Written problem — Locate each line in the data below that contains the string "cloud" and copy it out, treating uppercase and lowercase as different.

─── Input ───

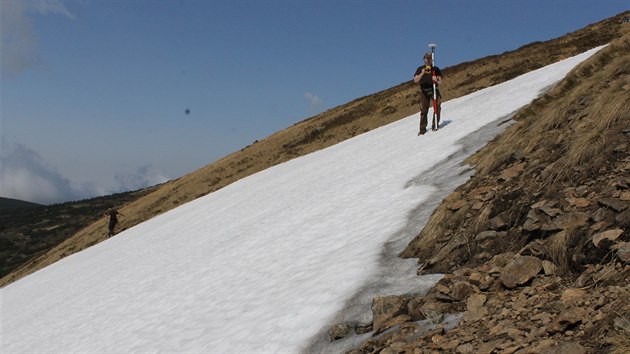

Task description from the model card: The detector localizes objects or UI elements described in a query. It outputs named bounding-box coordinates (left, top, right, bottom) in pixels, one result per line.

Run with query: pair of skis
left=429, top=43, right=438, bottom=131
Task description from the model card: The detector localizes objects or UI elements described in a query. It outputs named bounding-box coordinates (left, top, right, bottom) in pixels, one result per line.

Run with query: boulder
left=464, top=294, right=488, bottom=322
left=372, top=295, right=411, bottom=334
left=597, top=198, right=628, bottom=212
left=499, top=256, right=542, bottom=289
left=592, top=229, right=623, bottom=247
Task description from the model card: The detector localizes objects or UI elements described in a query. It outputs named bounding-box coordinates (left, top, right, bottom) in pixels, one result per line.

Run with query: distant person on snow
left=103, top=208, right=124, bottom=237
left=413, top=53, right=442, bottom=135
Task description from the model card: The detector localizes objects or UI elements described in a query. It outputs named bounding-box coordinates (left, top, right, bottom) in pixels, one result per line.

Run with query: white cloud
left=0, top=139, right=169, bottom=204
left=0, top=139, right=89, bottom=204
left=0, top=0, right=75, bottom=79
left=114, top=165, right=169, bottom=192
left=304, top=92, right=324, bottom=114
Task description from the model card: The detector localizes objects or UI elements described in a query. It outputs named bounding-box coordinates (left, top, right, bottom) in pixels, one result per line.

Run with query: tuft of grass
left=610, top=316, right=630, bottom=354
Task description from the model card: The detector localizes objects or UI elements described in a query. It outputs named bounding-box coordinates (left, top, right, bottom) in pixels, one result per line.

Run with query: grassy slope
left=0, top=13, right=627, bottom=286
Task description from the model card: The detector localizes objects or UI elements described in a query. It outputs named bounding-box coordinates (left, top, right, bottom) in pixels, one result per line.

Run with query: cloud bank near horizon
left=0, top=139, right=169, bottom=205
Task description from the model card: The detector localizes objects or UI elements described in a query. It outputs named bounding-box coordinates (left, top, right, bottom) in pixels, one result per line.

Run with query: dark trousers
left=420, top=90, right=442, bottom=133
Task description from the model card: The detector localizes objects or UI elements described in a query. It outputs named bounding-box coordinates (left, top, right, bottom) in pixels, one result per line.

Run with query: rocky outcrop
left=340, top=25, right=630, bottom=354
left=347, top=253, right=630, bottom=354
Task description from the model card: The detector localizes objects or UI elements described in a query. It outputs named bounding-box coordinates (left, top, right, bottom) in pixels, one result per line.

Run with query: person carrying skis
left=413, top=52, right=442, bottom=135
left=103, top=208, right=124, bottom=237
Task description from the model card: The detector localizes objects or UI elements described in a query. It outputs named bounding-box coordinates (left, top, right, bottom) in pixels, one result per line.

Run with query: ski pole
left=429, top=43, right=438, bottom=130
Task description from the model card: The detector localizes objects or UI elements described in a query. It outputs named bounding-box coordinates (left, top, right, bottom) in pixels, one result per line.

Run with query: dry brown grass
left=610, top=314, right=630, bottom=354
left=0, top=13, right=628, bottom=286
left=467, top=24, right=630, bottom=183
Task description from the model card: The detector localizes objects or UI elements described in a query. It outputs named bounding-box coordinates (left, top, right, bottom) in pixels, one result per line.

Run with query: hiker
left=413, top=52, right=442, bottom=135
left=103, top=208, right=125, bottom=237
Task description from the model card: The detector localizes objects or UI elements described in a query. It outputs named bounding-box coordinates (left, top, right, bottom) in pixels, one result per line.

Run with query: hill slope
left=346, top=17, right=630, bottom=353
left=0, top=31, right=602, bottom=353
left=0, top=14, right=623, bottom=285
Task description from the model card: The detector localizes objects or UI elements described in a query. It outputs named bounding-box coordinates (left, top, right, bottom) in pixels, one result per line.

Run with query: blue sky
left=0, top=0, right=628, bottom=203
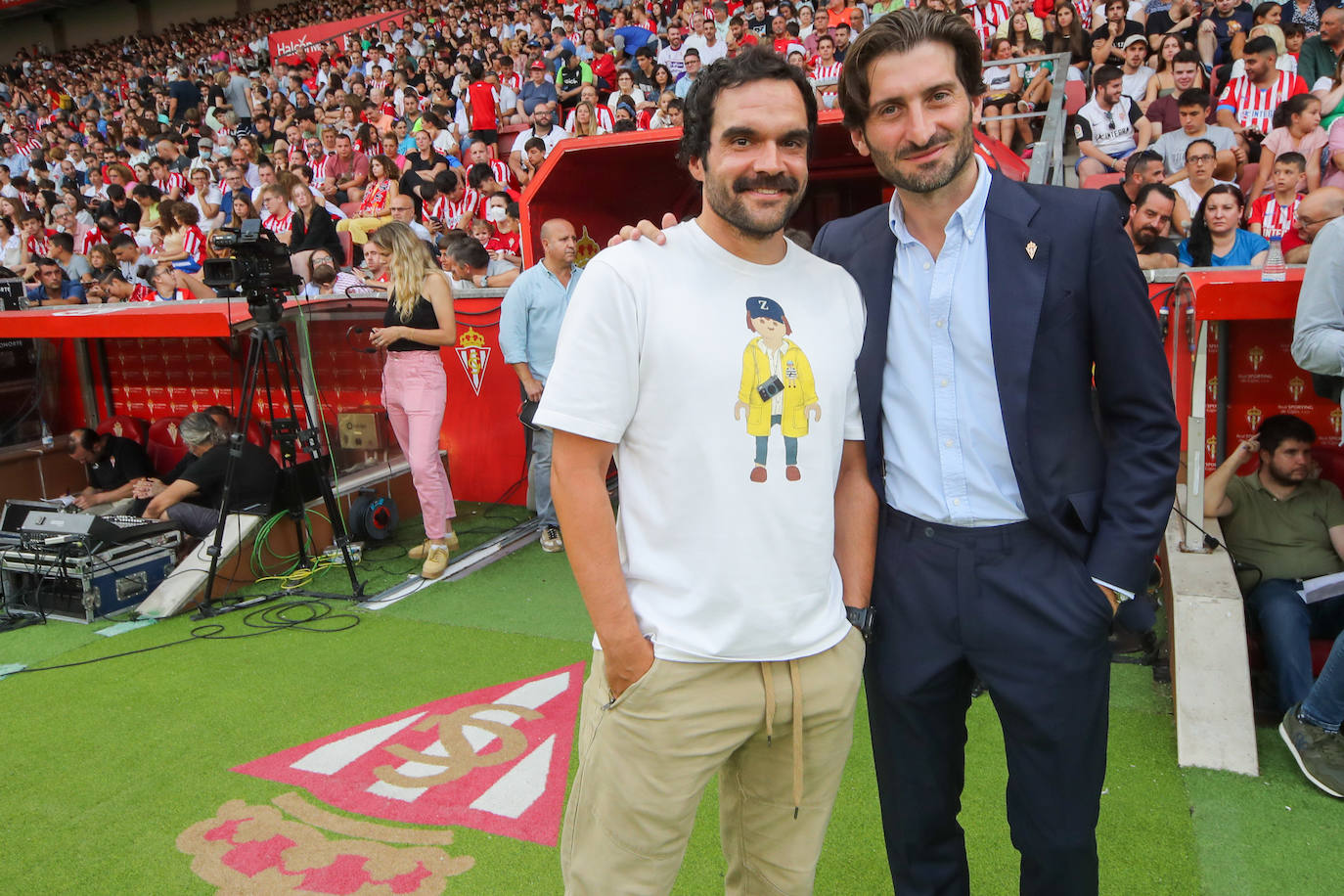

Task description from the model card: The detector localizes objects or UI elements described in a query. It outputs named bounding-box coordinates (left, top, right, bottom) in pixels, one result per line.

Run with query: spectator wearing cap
left=1120, top=33, right=1157, bottom=106
left=658, top=24, right=686, bottom=78
left=168, top=68, right=201, bottom=125
left=517, top=59, right=560, bottom=119
left=1074, top=66, right=1152, bottom=183
left=25, top=259, right=85, bottom=307
left=1092, top=0, right=1143, bottom=67
left=555, top=50, right=593, bottom=112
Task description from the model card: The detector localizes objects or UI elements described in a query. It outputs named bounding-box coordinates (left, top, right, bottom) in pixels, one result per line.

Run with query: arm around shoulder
left=1293, top=222, right=1344, bottom=377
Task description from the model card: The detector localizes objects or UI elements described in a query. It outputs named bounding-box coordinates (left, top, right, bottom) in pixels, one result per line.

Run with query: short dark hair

───

Written solution —
Run with query: white cloud
Run with query: cloud bank near horizon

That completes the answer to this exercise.